__Problem to solve__.
Rewrite the items that begin at the line containing "segment spectator in stands, all instances" and stop after the line containing "Return the outline of every instance of the spectator", replacing "spectator in stands" with "fan in the stands" and keeping everything else the same. Leave the pictures out of your answer.

__Exercise material__.
· · · ·
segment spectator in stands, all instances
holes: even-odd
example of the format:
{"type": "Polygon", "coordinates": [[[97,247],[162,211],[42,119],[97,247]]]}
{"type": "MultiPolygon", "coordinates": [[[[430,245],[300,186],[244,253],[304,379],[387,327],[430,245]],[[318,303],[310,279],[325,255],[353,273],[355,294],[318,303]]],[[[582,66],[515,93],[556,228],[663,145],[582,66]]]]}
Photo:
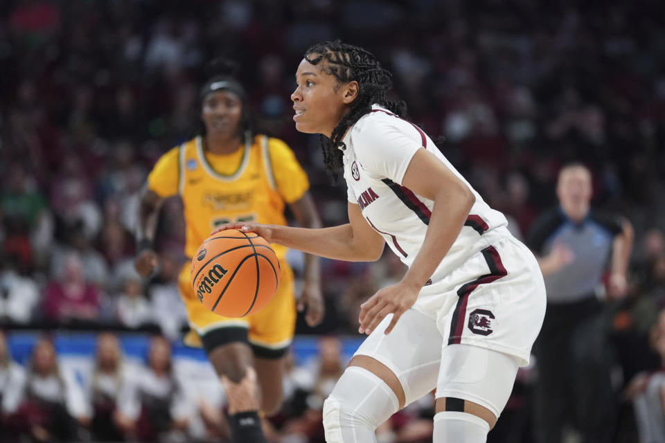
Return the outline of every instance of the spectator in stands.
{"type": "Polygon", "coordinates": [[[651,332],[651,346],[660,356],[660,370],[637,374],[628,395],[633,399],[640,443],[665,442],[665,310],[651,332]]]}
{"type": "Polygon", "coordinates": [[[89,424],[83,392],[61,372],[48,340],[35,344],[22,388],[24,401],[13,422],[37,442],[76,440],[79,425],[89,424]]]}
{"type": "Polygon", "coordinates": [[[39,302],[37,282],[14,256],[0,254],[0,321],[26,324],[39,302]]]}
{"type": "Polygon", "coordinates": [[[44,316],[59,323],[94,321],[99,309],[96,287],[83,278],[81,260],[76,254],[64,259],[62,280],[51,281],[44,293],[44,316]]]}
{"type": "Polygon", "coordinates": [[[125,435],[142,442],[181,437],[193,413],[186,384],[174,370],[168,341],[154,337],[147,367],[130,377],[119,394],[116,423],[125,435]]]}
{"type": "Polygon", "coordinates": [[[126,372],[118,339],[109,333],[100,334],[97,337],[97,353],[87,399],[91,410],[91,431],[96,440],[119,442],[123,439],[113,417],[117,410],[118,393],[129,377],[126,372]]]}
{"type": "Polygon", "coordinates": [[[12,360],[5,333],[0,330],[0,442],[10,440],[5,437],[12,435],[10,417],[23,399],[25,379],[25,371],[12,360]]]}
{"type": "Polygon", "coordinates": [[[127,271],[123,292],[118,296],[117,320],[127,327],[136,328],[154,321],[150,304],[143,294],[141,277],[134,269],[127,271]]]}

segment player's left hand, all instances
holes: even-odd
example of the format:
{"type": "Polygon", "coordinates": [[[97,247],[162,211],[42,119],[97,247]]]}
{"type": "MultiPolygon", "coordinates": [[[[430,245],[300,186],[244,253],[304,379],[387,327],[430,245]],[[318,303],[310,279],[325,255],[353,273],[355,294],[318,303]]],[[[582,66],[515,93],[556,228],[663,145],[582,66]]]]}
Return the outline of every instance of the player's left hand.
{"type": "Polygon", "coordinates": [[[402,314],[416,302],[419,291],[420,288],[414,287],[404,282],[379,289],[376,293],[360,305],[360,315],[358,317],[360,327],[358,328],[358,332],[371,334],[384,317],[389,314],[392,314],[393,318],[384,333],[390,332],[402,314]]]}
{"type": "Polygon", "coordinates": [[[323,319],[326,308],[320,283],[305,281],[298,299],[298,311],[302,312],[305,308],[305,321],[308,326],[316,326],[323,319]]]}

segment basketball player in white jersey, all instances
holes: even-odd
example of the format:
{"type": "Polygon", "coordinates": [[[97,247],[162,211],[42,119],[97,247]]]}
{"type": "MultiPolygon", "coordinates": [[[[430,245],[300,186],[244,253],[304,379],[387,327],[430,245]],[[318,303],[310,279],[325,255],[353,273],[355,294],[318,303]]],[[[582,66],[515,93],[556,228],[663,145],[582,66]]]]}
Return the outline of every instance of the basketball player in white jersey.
· · · ·
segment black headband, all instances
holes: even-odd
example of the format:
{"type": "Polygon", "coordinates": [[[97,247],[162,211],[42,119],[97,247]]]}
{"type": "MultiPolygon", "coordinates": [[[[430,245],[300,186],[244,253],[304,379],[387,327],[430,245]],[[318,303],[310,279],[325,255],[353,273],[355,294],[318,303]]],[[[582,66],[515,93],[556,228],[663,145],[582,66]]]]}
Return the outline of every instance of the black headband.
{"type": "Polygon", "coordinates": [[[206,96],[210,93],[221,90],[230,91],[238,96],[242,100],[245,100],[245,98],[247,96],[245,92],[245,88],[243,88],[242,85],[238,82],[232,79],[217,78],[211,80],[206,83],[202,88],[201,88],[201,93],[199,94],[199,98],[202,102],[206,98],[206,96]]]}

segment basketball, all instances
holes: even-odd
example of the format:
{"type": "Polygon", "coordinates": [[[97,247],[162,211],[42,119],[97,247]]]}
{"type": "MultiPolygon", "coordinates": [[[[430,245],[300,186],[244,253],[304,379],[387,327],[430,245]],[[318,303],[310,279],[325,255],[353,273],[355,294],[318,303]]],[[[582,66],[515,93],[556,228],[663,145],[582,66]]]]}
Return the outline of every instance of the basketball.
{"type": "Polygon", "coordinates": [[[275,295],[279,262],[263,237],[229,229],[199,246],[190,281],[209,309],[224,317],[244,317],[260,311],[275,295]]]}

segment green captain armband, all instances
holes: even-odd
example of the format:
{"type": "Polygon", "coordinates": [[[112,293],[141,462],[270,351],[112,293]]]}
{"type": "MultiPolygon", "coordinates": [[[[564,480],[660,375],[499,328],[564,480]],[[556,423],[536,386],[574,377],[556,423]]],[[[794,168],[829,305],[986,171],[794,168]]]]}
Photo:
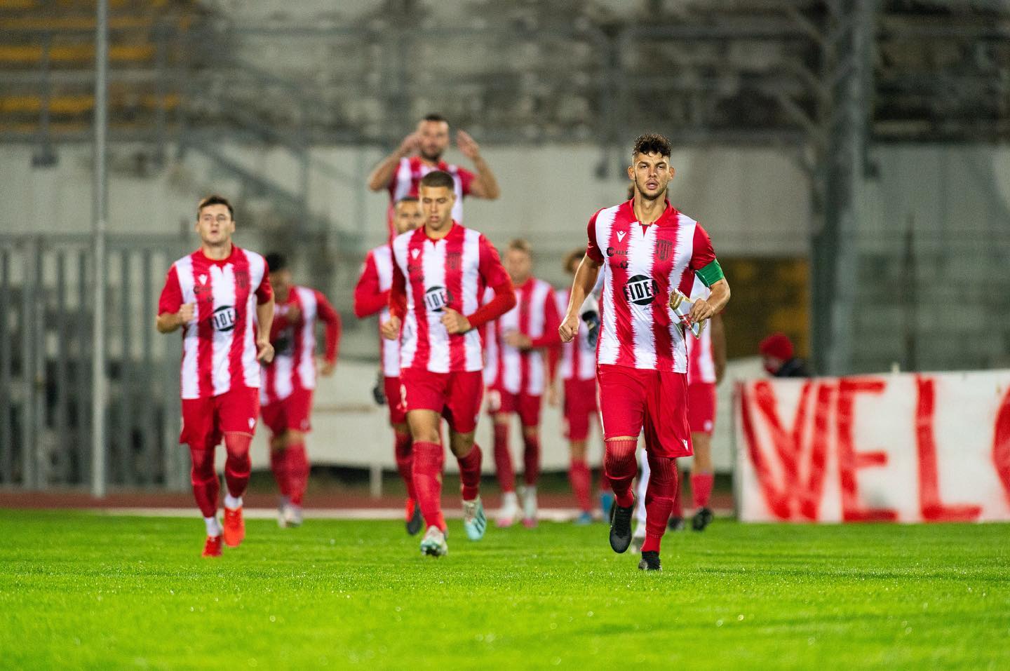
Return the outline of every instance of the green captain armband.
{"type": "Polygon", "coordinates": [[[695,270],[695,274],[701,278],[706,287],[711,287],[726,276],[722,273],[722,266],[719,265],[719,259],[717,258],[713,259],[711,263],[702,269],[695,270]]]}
· · · ·
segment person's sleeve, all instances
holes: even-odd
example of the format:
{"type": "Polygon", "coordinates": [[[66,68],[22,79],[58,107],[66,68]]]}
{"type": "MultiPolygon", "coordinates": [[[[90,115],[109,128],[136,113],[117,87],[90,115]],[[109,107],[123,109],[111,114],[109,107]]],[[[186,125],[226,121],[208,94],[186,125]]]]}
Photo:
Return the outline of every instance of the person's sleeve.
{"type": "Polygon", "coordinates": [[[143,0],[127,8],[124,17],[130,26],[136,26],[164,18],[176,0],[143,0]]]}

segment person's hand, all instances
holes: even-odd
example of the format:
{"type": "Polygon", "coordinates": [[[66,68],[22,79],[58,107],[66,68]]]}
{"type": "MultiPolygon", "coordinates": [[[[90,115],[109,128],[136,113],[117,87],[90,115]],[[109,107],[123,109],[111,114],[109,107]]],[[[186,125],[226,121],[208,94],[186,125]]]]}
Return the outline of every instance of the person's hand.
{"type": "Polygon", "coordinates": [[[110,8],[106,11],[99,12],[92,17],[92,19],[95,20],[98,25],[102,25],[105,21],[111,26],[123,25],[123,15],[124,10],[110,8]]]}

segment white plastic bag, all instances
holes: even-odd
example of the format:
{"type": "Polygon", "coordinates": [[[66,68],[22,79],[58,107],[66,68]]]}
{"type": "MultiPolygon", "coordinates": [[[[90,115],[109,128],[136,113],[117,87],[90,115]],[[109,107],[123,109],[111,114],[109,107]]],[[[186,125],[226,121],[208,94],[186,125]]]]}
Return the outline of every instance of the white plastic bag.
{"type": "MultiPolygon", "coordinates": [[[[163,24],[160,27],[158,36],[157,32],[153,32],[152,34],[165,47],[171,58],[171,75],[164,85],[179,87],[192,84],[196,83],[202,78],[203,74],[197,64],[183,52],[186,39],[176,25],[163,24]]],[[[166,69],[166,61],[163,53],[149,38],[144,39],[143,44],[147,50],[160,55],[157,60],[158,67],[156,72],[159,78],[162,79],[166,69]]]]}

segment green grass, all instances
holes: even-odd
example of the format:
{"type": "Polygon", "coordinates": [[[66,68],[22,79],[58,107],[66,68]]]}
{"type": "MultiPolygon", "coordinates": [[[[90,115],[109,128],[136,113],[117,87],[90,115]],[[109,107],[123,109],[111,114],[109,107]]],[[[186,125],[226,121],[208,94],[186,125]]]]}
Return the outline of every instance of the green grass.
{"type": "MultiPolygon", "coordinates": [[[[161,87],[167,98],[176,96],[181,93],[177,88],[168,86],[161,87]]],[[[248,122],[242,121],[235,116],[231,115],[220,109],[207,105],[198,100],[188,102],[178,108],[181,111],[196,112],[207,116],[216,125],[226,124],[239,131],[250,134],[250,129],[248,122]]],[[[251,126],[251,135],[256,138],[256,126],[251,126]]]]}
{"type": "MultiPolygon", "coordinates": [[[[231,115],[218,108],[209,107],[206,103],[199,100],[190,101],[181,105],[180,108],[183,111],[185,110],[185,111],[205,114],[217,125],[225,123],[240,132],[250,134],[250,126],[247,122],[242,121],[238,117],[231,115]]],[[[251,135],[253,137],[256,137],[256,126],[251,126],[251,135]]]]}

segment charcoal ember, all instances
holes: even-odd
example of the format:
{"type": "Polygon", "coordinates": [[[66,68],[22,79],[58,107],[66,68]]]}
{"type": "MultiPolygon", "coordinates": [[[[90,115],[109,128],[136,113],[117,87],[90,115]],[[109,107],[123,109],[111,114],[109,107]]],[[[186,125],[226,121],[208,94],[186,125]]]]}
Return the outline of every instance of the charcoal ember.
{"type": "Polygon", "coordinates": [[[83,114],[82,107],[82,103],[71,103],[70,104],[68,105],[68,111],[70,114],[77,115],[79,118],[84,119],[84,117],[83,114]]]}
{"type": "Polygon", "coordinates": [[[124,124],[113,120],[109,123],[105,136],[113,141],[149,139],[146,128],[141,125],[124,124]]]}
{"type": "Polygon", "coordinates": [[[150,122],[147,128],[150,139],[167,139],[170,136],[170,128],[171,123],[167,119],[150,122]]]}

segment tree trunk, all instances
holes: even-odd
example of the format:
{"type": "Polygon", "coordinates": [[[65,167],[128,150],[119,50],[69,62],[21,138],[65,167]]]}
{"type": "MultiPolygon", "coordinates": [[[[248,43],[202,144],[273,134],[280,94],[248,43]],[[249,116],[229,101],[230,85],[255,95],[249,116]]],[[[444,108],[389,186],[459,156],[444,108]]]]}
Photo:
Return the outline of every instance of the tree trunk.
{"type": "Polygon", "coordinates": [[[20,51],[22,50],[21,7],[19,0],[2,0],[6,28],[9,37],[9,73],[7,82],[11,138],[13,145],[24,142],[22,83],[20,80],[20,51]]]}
· · · ·
__Answer to this exercise__.
segment fan in the stands, all instances
holes: even-odd
example of the format:
{"type": "Polygon", "coordinates": [[[97,247],[162,211],[42,119],[97,247]]]}
{"type": "MultiPolygon", "coordinates": [[[[430,245],[300,186],[244,253],[304,379],[387,327],[430,245]],[[318,303],[310,279],[325,255],[353,273],[355,294],[318,303]]],[[[582,66],[515,93],[556,228],[663,145],[582,66]]]]}
Photo:
Return the outline of every instance of the fan in the stands.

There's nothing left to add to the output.